[Referring expression data]

*** Block opens ***

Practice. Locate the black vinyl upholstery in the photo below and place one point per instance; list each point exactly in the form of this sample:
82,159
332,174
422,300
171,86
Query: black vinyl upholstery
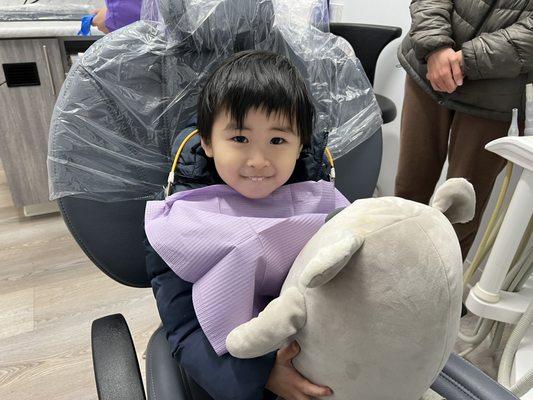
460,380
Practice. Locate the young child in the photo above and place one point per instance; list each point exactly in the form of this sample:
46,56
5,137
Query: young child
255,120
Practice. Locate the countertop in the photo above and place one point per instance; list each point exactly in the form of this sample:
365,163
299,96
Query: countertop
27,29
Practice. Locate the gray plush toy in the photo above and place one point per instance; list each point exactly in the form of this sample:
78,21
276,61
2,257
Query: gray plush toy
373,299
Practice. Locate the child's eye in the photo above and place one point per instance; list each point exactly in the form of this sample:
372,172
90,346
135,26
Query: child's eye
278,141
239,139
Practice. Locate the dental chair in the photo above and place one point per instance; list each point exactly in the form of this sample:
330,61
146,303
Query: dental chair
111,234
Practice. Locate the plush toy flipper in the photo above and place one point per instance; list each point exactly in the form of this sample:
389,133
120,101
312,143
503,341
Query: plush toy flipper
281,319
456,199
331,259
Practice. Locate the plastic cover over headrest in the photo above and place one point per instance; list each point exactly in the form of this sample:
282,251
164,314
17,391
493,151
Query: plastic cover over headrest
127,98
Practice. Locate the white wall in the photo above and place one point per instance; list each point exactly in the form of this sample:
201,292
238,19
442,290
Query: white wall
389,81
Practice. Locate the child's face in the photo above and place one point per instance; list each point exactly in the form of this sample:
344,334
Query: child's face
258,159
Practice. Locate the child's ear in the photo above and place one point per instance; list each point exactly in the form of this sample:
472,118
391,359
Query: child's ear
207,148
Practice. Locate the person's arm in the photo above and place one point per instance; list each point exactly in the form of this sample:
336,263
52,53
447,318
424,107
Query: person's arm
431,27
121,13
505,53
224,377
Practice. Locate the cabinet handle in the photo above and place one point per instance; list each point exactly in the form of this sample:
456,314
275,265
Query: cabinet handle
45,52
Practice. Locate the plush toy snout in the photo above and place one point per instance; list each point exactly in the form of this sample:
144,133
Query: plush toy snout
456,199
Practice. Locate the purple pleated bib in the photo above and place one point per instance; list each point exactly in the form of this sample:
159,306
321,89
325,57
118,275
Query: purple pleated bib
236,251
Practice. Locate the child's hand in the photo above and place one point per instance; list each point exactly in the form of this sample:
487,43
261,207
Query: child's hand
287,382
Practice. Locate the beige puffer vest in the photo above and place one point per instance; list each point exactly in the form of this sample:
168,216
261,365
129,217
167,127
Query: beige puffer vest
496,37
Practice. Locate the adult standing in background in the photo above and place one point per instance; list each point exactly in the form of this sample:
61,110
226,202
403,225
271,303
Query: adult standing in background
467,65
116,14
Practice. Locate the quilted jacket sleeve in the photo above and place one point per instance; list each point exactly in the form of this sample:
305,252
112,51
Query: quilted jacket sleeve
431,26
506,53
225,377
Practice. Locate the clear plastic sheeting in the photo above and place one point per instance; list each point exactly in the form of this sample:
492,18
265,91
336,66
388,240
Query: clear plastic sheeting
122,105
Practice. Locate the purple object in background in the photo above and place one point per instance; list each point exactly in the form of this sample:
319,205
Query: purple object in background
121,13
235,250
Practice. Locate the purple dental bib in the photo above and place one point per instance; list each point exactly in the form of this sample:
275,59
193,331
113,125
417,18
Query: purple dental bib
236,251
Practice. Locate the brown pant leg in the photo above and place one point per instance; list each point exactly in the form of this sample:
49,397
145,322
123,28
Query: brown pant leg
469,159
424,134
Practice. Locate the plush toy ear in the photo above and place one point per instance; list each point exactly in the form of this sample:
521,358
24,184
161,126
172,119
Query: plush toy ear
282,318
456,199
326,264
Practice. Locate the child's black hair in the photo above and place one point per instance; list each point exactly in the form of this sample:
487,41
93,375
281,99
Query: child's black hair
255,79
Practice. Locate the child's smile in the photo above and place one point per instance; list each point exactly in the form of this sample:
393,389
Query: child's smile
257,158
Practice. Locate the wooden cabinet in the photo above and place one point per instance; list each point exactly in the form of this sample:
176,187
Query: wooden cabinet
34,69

*** Block closes ***
*** Block opens ***

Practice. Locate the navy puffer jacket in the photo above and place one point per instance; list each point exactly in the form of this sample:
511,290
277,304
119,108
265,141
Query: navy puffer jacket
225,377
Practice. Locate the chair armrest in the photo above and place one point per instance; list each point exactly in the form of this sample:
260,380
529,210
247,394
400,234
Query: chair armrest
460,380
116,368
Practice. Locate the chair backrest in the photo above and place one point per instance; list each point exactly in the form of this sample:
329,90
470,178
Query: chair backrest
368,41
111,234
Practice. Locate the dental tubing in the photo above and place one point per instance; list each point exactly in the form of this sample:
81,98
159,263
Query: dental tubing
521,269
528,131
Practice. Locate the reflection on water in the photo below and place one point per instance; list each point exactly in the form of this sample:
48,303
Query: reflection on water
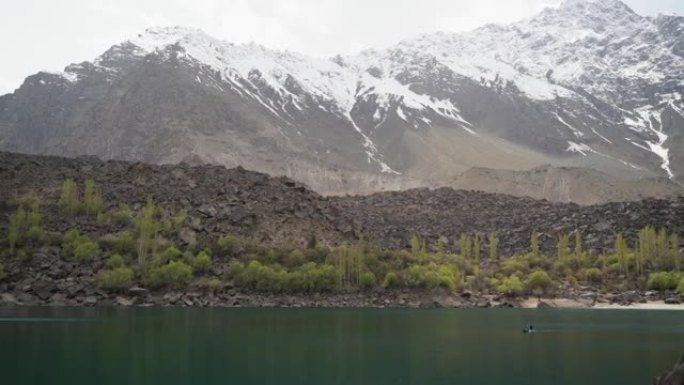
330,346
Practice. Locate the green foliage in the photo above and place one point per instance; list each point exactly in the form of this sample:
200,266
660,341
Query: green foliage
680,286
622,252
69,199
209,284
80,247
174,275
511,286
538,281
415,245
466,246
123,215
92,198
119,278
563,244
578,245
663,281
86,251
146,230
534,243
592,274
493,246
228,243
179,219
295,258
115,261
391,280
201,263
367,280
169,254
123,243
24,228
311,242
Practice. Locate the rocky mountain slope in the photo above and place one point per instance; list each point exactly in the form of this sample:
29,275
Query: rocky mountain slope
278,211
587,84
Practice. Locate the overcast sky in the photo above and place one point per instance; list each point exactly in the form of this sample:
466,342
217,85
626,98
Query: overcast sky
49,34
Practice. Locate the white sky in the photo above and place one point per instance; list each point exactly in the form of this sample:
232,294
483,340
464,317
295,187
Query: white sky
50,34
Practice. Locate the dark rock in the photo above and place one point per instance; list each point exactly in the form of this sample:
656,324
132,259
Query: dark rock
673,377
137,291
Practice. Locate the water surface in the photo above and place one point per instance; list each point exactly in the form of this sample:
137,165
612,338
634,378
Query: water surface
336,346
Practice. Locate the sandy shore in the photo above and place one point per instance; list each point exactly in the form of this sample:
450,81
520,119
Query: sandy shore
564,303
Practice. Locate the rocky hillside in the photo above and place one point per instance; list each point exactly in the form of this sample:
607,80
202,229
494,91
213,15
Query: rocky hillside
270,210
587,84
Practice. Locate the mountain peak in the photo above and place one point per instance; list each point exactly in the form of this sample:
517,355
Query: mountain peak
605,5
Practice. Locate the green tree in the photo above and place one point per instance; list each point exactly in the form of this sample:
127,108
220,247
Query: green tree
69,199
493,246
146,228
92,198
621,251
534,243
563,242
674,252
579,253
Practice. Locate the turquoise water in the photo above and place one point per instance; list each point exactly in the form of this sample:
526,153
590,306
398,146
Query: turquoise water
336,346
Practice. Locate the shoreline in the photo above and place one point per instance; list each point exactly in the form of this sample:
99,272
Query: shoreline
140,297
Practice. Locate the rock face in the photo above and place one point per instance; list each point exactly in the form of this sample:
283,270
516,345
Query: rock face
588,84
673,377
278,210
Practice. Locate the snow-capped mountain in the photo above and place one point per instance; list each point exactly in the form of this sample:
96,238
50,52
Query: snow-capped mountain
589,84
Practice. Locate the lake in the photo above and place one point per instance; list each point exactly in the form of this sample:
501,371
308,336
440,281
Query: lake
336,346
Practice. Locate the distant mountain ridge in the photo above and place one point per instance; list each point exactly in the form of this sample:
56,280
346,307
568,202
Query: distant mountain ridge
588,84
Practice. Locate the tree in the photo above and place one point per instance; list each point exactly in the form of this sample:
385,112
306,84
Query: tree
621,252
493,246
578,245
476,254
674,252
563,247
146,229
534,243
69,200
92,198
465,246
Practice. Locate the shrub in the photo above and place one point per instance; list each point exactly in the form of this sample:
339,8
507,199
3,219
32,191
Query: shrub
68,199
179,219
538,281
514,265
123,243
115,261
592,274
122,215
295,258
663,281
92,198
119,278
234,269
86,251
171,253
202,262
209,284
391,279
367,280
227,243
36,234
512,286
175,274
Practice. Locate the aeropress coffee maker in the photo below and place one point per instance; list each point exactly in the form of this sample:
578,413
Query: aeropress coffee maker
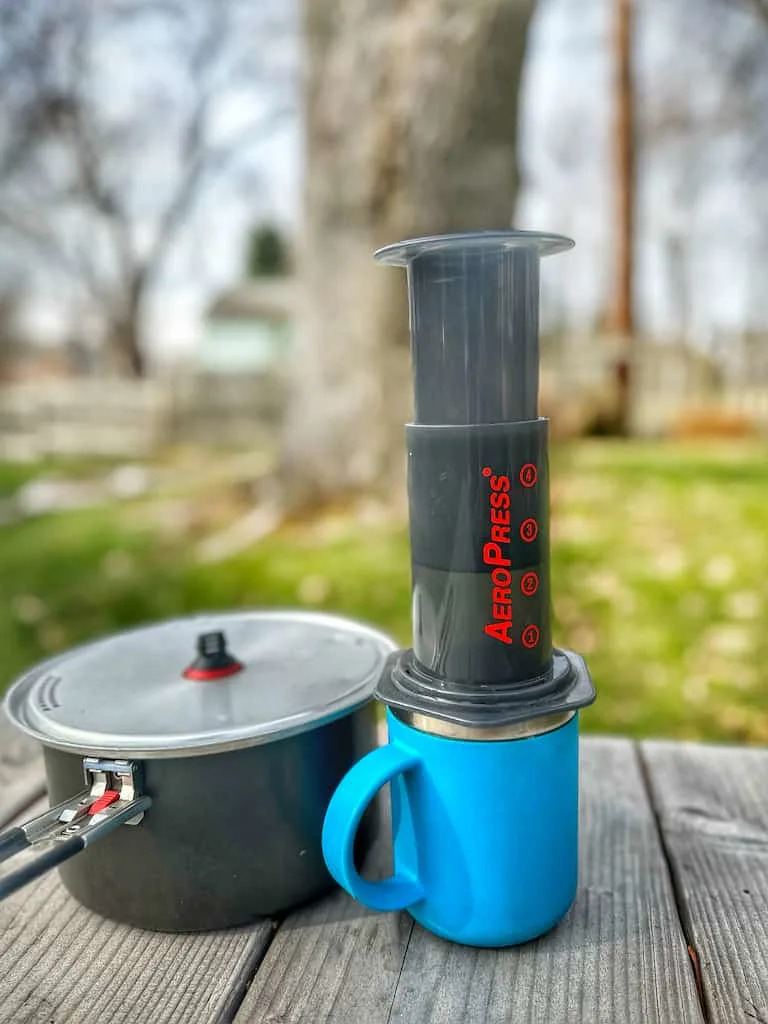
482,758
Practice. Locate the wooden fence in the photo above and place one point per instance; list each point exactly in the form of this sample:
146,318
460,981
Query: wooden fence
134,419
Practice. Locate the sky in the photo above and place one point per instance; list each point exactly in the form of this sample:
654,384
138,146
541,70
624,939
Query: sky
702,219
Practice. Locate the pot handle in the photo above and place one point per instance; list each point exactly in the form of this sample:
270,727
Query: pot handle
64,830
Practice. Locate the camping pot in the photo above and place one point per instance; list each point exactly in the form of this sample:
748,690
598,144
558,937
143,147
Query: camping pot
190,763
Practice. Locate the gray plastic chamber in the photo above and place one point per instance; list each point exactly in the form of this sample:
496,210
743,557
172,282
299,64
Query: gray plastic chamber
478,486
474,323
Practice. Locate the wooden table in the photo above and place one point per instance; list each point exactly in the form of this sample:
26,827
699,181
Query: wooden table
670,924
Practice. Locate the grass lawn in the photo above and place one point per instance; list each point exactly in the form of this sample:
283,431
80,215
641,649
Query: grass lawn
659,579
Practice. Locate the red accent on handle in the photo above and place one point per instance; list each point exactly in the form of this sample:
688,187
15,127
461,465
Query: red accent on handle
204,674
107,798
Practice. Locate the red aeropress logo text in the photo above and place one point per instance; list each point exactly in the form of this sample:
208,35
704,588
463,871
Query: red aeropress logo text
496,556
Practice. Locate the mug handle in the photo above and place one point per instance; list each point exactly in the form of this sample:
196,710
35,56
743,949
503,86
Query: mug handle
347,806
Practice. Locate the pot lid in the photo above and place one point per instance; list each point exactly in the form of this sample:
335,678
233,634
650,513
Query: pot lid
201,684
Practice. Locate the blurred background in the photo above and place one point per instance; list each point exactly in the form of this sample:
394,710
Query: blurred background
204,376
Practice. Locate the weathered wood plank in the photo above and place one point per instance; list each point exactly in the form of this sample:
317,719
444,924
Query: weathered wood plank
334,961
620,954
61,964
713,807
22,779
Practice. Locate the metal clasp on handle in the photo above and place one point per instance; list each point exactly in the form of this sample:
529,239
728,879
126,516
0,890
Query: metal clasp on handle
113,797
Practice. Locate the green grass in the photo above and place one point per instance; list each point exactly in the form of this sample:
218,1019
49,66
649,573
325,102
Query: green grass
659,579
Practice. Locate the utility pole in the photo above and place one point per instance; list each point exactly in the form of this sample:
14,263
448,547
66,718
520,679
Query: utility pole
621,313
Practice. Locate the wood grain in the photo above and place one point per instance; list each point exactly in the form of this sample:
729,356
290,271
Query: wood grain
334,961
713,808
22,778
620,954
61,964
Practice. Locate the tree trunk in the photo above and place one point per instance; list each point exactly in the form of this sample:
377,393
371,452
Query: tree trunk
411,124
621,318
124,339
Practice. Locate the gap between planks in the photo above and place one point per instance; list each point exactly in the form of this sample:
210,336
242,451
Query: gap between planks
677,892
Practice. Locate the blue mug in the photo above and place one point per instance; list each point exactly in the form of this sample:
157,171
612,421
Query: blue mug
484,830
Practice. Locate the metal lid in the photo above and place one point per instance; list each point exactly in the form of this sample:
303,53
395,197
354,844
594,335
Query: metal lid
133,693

*** Block closes ***
*** Block opens ***

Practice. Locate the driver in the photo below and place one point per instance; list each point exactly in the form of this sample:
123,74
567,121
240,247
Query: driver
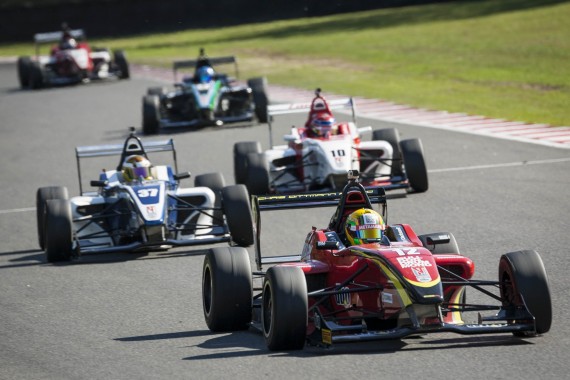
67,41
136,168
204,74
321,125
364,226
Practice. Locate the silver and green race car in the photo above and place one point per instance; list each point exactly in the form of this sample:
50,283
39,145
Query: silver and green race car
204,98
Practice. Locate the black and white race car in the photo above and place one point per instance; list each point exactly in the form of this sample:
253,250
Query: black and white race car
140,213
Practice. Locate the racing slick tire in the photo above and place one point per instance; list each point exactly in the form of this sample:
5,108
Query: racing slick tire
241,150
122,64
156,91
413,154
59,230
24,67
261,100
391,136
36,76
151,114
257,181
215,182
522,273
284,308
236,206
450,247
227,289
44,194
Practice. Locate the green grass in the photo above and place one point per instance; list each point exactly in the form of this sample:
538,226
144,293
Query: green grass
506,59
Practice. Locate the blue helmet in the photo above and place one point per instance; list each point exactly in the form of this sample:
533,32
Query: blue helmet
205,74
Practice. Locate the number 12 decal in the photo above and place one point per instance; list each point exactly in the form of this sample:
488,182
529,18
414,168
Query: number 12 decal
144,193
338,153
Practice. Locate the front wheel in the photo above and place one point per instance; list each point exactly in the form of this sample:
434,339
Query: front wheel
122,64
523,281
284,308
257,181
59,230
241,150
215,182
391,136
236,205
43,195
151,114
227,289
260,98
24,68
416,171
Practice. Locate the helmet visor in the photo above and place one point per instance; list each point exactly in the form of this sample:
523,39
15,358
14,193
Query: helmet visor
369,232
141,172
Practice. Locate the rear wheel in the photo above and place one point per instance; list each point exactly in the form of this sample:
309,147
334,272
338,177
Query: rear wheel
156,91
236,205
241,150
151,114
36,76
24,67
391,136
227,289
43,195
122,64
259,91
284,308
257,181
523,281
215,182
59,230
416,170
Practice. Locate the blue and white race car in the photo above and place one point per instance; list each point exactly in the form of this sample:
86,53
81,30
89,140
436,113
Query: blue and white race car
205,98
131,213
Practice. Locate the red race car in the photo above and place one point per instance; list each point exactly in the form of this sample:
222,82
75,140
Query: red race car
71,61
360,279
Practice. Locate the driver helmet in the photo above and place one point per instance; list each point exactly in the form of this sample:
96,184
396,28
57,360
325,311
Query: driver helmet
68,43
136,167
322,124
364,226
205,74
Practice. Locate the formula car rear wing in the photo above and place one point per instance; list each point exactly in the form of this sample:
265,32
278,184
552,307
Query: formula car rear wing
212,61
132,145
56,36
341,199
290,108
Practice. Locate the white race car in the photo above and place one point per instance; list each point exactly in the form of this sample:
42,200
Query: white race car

*** Block closes ***

* _Task brief_: Sift the data above for lines with "below", then copy each one.

* _Solved problem_:
Practice. Locate the black vinyl upholstery in the photo below and place one point per instance; list each point exactly in the form of this sample:
Practice. Locate the reflection on water in the photo below and place one point per instance; list each point exactly in the form of this sample:
Practice. Locate the aeropress coffee maker in the photo below and place one point per instance; list each point exactly in the form of this sample:
Practice. Locate the driver in the photo below and place one point per instance; list each point exactly in the form of this sample:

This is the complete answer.